_Data shown_:
◆ ◆ ◆ ◆ ◆ ◆ ◆
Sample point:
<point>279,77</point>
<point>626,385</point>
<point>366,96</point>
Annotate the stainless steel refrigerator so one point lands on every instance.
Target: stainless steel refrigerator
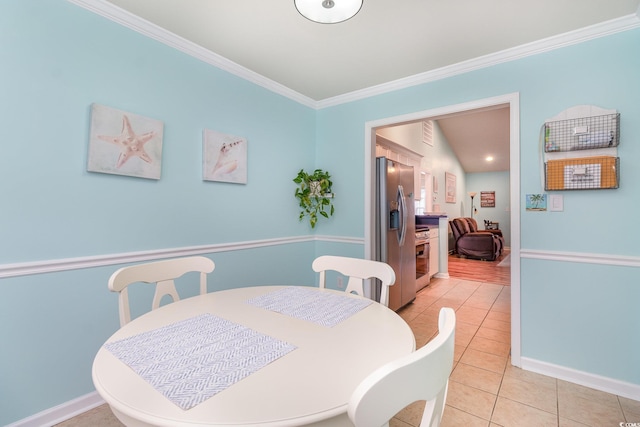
<point>395,228</point>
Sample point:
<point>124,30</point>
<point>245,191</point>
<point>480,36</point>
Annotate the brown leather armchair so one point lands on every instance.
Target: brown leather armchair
<point>475,244</point>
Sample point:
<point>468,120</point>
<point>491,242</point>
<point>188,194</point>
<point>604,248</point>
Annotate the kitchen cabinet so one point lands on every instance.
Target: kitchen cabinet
<point>394,151</point>
<point>434,244</point>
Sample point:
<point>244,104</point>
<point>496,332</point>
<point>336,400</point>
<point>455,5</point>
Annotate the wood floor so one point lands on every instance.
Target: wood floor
<point>480,271</point>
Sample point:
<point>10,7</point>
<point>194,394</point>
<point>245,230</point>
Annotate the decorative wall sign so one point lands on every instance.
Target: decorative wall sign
<point>224,157</point>
<point>450,187</point>
<point>487,199</point>
<point>123,143</point>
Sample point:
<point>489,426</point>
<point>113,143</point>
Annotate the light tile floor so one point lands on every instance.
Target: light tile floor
<point>484,389</point>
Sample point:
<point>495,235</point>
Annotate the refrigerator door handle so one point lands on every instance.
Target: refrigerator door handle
<point>403,214</point>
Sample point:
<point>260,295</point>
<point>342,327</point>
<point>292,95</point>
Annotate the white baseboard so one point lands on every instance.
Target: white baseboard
<point>62,412</point>
<point>608,385</point>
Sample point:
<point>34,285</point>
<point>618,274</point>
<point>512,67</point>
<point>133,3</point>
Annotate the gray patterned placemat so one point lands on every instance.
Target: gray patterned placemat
<point>191,360</point>
<point>323,308</point>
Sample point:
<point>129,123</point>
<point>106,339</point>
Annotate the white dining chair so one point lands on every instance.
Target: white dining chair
<point>421,375</point>
<point>162,273</point>
<point>358,271</point>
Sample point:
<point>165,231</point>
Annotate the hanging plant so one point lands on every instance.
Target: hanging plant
<point>314,195</point>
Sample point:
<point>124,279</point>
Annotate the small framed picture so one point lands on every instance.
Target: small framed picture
<point>224,157</point>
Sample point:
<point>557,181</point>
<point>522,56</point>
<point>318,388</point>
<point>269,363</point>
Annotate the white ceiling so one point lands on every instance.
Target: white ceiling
<point>388,44</point>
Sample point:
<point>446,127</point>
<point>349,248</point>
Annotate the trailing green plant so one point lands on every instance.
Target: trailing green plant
<point>314,195</point>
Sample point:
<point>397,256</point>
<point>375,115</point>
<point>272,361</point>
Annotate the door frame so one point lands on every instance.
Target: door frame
<point>513,101</point>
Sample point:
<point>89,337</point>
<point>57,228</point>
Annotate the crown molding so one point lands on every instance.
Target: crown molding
<point>545,45</point>
<point>144,27</point>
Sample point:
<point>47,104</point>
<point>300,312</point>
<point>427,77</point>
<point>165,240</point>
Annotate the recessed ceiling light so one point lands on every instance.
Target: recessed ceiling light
<point>328,11</point>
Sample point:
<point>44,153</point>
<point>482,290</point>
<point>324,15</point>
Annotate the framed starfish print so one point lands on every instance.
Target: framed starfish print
<point>224,157</point>
<point>123,143</point>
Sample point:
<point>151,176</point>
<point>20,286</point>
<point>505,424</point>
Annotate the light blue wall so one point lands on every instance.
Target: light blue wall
<point>491,181</point>
<point>58,59</point>
<point>557,301</point>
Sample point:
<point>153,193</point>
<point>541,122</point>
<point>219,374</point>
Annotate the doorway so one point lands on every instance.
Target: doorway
<point>513,101</point>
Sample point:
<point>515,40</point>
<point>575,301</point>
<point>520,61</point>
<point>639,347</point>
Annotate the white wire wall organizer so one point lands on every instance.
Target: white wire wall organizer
<point>580,149</point>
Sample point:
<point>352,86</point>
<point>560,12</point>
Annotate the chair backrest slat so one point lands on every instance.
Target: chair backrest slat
◆ ◆ ◆ ◆ ◆ ◆ ◆
_What is asked_: Can you retype every record above exactly, leaving out the pictures?

_Answer to the problem_:
Sample point:
<point>279,77</point>
<point>626,385</point>
<point>366,96</point>
Annotate the stainless steel refrigerator so one point lands on every instance.
Target: stainless steel refrigerator
<point>395,228</point>
Sample point:
<point>124,30</point>
<point>245,191</point>
<point>480,36</point>
Annotate the brown leather armchair so one point lands on every instance.
Target: brown leather armchair
<point>475,244</point>
Sample point:
<point>468,120</point>
<point>491,242</point>
<point>188,194</point>
<point>604,248</point>
Annotate the kitchen cabinet so one point lands on every instance.
Target: kitchen cabinet
<point>394,151</point>
<point>434,244</point>
Sample point:
<point>244,104</point>
<point>496,332</point>
<point>336,400</point>
<point>455,5</point>
Annotate the wood floor so one point lands on every instance.
Target: wood floor
<point>480,271</point>
Sample point:
<point>10,7</point>
<point>194,394</point>
<point>245,230</point>
Annotate the decorative wall sign so one point lands on every instance.
Target: decorative wall sign
<point>224,157</point>
<point>450,187</point>
<point>487,199</point>
<point>123,143</point>
Sample point:
<point>489,426</point>
<point>113,143</point>
Annotate the light tile floor so one point lands on every instance.
Target: light tile floor
<point>484,389</point>
Sample point:
<point>495,235</point>
Annotate the refrigerator door handle so one point lands on every instance.
Target: refrigerator door handle
<point>403,214</point>
Sample point:
<point>260,295</point>
<point>342,327</point>
<point>292,95</point>
Annotate the white baseboard so one point lands on every instance.
Target: white baseboard
<point>62,412</point>
<point>608,385</point>
Sample point:
<point>34,285</point>
<point>618,274</point>
<point>512,67</point>
<point>133,3</point>
Annotate the gray patterned placemat so one point lands on every instance.
Target: gray patterned placemat
<point>191,360</point>
<point>323,308</point>
Sample point:
<point>129,123</point>
<point>106,339</point>
Annotate the white dining chair so one point lands on every instance.
Target: white dining chair
<point>421,375</point>
<point>162,273</point>
<point>358,271</point>
Sample point:
<point>165,231</point>
Annotate the hanging plant so one point lands on every instance.
Target: hanging plant
<point>314,195</point>
Sample point:
<point>124,279</point>
Annotate the small framed picture so one point lands on every instance.
Target: small framed picture
<point>224,157</point>
Sample point:
<point>557,181</point>
<point>522,56</point>
<point>318,388</point>
<point>269,363</point>
Annotate the white ceiling so one point lands on every instance.
Target: white ceiling
<point>388,44</point>
Sample point:
<point>446,127</point>
<point>349,248</point>
Annotate the trailing green plant so one point lands on every instance.
Target: trailing green plant
<point>314,195</point>
Sample point:
<point>397,256</point>
<point>375,115</point>
<point>272,361</point>
Annotate the door frame so one point lands on every instance.
Target: door frame
<point>513,101</point>
Sample point:
<point>89,337</point>
<point>57,228</point>
Annotate the crown molding so one point lands on every instance.
Target: crown molding
<point>545,45</point>
<point>144,27</point>
Sample point:
<point>47,104</point>
<point>300,312</point>
<point>427,77</point>
<point>165,240</point>
Annotate the recessed ceiling light so one point lands on every instance.
Target: recessed ceiling light
<point>328,11</point>
Sample point:
<point>44,153</point>
<point>482,290</point>
<point>324,15</point>
Annotate the framed starfish print so one point lands on every instance.
Target: framed starfish print
<point>224,157</point>
<point>123,143</point>
Sample point:
<point>151,176</point>
<point>20,286</point>
<point>505,424</point>
Annotate the light blue wall so one point lands on every instance.
Target: light blue wall
<point>491,181</point>
<point>58,59</point>
<point>557,301</point>
Sample point:
<point>153,193</point>
<point>541,122</point>
<point>219,374</point>
Annotate the doorway so one point lands on every instance.
Target: doorway
<point>513,101</point>
Sample point:
<point>515,40</point>
<point>575,301</point>
<point>520,61</point>
<point>639,347</point>
Annotate the white wire wall organizer so one point lands on every instance.
Target: white wire wall organizer
<point>580,149</point>
Sample point:
<point>352,86</point>
<point>560,12</point>
Annotate the chair backrest slat so one point lands on every instance.
Target: chair backrest slat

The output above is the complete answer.